* **AUFGABE 1**
Beantworten Sie zum Text über Wirtschaftsethik die folgenden Fragen:
(a) Welchen einzigen Wert setzen wirtschaftliche Interessen laut dem Text an die Stelle ethischer Werte?
(b) Worunter leidet die Umwelt international besonders?
(c) Was hilft normal sterblichen Lesern beim Verständnis globaler Wirtschaftszusammenhänge meist nur geringfügig weiter?

* **LESETEXT**
···

Handbuch
der Wirtschaftsethik
Sind
Wirtschaft und Ethik vereinbar? Oder scheuen sie sich wie
der Teufel das Weihwasser? Landläufig wird die gesellschaftspolitische
Diskussion momentan beherrscht von der vereinfachten Vorstellung
eines neo-liberalen Weltwirtschaftssystems, daß nach
dem Ende des real existierenden Sozialismus die Weltherrschaft
angetreten habe. Im Zuge der Globalisierung zerstörten
wirtschaftliche Interessen immer mehr gewachsene Strukturen
politischer, gesellschaftlicher und kultureller Art, um
an die Stelle derer ethischer Werte einen einzigen anderen
Wert zu setzen: den Mehrwert. Die Umwelt schließlich
leide international unter der beschleunigten Produktivitätssteigerung
besonders. Auf eine einfache Formel gebracht: Mehrwert vs.
Wert(e).
So
vereinfacht diese Argumentationslinie, ob aus kommunitaristischen,
kirchlichen, linken, postkolonialen, nationalkonservativen
oder kulturellen Überzeugungen gespeist, gelegentlich
auch erscheinen mag, viele soziale und ökologische
Fehlentwicklungen lassen sich nicht wegdeuten. Der Markt
und mit ihm die Wirtschaft funktionieren nicht per se und
von alleine, ohne begleitende Maßnahmen, zum Vorteil
aller. Sucht man heute Antworten jenseits von Verteufelung
jedweden Profits auf der einen und der Verteidigung der
eigenen ökonomischen Überlegenheit auf der anderen
Seite, helfen normal sterblichen Lesern die Kaffeesatzdeutereien
selbst etablierter Tages- oder Wochenzeitungen beim Verständnis
globaler Wirtschaftszusammenhänge meist nur geringfügig
weiter.

···

(Einträge des Datensatzes)
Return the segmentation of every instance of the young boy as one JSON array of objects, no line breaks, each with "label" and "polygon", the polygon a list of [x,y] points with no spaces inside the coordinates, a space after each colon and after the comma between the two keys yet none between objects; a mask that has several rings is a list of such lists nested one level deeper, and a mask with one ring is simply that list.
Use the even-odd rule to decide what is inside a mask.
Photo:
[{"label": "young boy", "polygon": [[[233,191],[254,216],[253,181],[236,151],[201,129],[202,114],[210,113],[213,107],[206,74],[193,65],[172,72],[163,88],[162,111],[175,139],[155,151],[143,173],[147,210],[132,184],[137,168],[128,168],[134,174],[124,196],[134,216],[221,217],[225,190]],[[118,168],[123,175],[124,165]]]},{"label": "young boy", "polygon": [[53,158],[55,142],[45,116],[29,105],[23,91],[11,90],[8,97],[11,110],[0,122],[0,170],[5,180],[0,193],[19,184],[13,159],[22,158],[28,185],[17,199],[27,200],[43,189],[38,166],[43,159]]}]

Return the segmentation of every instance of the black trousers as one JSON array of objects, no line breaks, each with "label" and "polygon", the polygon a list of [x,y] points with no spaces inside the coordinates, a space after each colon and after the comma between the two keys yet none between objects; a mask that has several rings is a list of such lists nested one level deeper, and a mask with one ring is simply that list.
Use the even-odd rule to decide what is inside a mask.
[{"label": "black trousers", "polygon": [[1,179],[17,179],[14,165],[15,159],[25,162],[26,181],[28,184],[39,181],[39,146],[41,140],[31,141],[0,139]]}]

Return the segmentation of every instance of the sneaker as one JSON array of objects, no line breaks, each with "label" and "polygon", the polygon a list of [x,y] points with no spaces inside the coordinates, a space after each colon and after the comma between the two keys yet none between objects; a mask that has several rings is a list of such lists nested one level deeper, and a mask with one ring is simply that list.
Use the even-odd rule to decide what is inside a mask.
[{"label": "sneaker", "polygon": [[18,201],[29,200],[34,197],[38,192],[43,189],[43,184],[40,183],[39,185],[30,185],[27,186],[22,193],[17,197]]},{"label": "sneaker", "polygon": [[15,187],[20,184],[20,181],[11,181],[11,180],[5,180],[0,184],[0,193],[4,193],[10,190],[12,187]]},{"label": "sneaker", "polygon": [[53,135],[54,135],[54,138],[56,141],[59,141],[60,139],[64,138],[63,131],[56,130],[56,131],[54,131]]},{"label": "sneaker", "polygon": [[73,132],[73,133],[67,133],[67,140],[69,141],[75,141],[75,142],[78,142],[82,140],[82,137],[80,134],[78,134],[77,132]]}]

···

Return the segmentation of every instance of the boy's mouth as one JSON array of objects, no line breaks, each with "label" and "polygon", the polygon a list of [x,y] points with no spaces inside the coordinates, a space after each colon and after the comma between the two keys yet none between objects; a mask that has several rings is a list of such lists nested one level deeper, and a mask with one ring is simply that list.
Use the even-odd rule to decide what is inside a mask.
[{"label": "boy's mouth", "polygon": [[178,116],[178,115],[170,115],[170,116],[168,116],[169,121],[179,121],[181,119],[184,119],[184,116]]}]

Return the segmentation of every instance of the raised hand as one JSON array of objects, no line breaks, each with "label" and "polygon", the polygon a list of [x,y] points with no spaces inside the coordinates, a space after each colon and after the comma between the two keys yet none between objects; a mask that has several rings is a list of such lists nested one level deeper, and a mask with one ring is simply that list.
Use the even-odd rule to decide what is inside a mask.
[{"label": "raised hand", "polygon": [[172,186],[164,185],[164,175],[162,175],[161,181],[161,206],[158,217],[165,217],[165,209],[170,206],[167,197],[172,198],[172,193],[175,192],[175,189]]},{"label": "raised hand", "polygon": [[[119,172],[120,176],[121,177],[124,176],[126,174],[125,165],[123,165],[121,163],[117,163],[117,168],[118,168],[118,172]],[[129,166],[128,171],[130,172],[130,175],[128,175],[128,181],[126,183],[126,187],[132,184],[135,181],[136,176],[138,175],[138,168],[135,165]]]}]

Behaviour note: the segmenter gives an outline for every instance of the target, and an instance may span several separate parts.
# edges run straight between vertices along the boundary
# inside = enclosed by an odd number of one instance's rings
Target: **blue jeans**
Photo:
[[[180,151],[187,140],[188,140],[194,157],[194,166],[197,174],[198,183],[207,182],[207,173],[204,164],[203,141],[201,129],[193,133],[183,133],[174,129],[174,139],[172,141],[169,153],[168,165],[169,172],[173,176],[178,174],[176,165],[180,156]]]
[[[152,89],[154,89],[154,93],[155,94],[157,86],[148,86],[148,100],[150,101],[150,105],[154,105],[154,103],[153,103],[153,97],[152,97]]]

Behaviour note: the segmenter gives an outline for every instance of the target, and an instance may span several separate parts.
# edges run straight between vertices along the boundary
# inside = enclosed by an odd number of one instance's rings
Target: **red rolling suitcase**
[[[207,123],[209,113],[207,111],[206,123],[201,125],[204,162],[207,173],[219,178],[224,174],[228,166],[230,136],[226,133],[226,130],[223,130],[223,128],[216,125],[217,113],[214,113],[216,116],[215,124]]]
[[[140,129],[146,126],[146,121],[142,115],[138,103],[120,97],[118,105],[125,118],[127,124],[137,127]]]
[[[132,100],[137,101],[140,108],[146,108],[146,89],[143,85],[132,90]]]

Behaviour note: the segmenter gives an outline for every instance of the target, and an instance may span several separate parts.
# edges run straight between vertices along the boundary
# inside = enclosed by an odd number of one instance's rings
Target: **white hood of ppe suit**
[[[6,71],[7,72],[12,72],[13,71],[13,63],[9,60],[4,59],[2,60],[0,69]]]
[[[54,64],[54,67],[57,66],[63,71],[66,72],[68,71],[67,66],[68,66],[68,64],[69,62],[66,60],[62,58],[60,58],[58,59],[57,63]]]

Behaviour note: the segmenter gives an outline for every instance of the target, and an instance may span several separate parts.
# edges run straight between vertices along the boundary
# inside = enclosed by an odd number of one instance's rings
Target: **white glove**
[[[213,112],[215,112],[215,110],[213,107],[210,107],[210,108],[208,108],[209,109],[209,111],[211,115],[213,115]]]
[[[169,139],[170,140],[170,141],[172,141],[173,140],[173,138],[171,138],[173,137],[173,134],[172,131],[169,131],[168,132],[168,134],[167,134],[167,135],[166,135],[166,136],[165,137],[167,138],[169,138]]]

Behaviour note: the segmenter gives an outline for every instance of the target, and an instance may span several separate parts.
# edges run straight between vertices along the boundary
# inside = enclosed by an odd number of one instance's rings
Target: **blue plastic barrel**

···

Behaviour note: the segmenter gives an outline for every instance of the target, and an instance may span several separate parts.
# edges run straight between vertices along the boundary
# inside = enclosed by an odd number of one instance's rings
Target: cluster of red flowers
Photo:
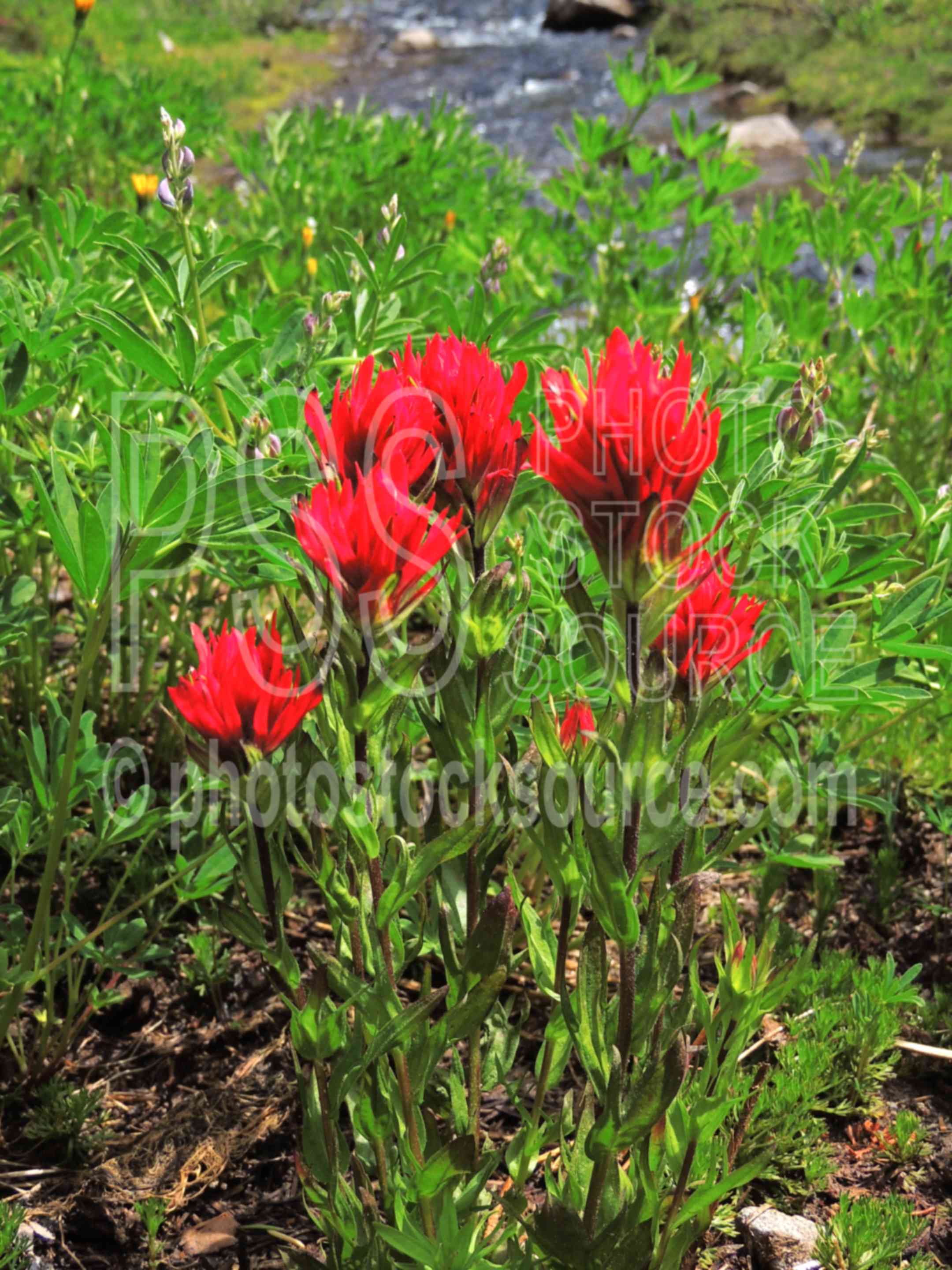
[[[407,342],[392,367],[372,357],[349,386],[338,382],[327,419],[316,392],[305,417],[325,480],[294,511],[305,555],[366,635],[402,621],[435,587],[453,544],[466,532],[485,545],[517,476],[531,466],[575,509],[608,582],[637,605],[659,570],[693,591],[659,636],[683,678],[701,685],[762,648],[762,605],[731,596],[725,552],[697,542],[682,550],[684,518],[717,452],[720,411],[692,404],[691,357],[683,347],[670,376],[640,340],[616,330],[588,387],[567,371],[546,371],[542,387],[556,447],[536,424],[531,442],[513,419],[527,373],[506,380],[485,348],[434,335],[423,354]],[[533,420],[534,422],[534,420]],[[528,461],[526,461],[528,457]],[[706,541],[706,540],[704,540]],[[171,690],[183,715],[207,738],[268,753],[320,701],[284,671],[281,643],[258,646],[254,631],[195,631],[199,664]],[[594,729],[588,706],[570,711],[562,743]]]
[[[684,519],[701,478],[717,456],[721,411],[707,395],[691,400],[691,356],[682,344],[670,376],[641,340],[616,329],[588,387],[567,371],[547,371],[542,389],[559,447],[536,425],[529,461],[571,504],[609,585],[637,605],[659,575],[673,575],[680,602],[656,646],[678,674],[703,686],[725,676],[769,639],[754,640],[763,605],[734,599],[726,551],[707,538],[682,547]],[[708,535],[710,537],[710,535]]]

···

* **AUFGABE 2**
Extrahieren Sie aus der Auflistung jede Zeile, welche die Zeichenfolge „points“ enthält. Beachten Sie dabei die Groß- und Kleinschreibung.

* **SCHRIFTLICHE ANTWORT 1**
(a) Den Mehrwert.
(b) Unter der beschleunigten Produktivitätssteigerung.
(c) Die Kaffeesatzdeutereien selbst etablierter Tages- oder Wochenzeitungen.

* **SCHRIFTLICHE ANTWORT 2**
Return the segmentation of every instance of the young boy as one JSON array of objects, no line breaks, each with "label" and "polygon", the polygon a list of [x,y] points with no spaces inside the coordinates, a space after each colon and after the comma between the two keys yet none between objects; a mask that has several rings is a list of such lists nested one level deeper, and a mask with one ring is simply that list.
Return the segmentation of every instance of the black trousers as one JSON array of objects, no line breaks, each with "label" and "polygon", the polygon a list of [x,y] points with no spaces inside the coordinates, a space after each colon and after the comma between the two keys yet none between objects; a mask that has several rings is a list of such lists nested one level deeper, and a mask with one ring is simply that list.
Return the segmentation of every instance of the sneaker as one JSON array of objects, no line breaks, each with "label" and "polygon", the polygon a list of [x,y] points with no spaces inside the coordinates, a space after each colon and after the comma between the two keys yet none between objects; a mask that has several rings is a list of such lists nested one level deeper, and a mask with one ring is simply that list.
Return the segmentation of every instance of the boy's mouth as one JSON array of objects, no line breaks, each with "label" and "polygon", the polygon a list of [x,y] points with no spaces inside the coordinates, a space after each colon and after the comma between the two keys yet none between objects; a mask that has several rings is a list of such lists nested one level deeper, and a mask with one ring is simply that list.
Return the segmentation of every instance of the raised hand as one JSON array of objects, no line breaks, each with "label" and "polygon", the polygon a list of [x,y] points with no spaces inside the coordinates, a space after each colon and after the comma between the two keys yet none between objects; a mask that has several rings is a list of such lists nested one level deeper, and a mask with one ring is simply that list.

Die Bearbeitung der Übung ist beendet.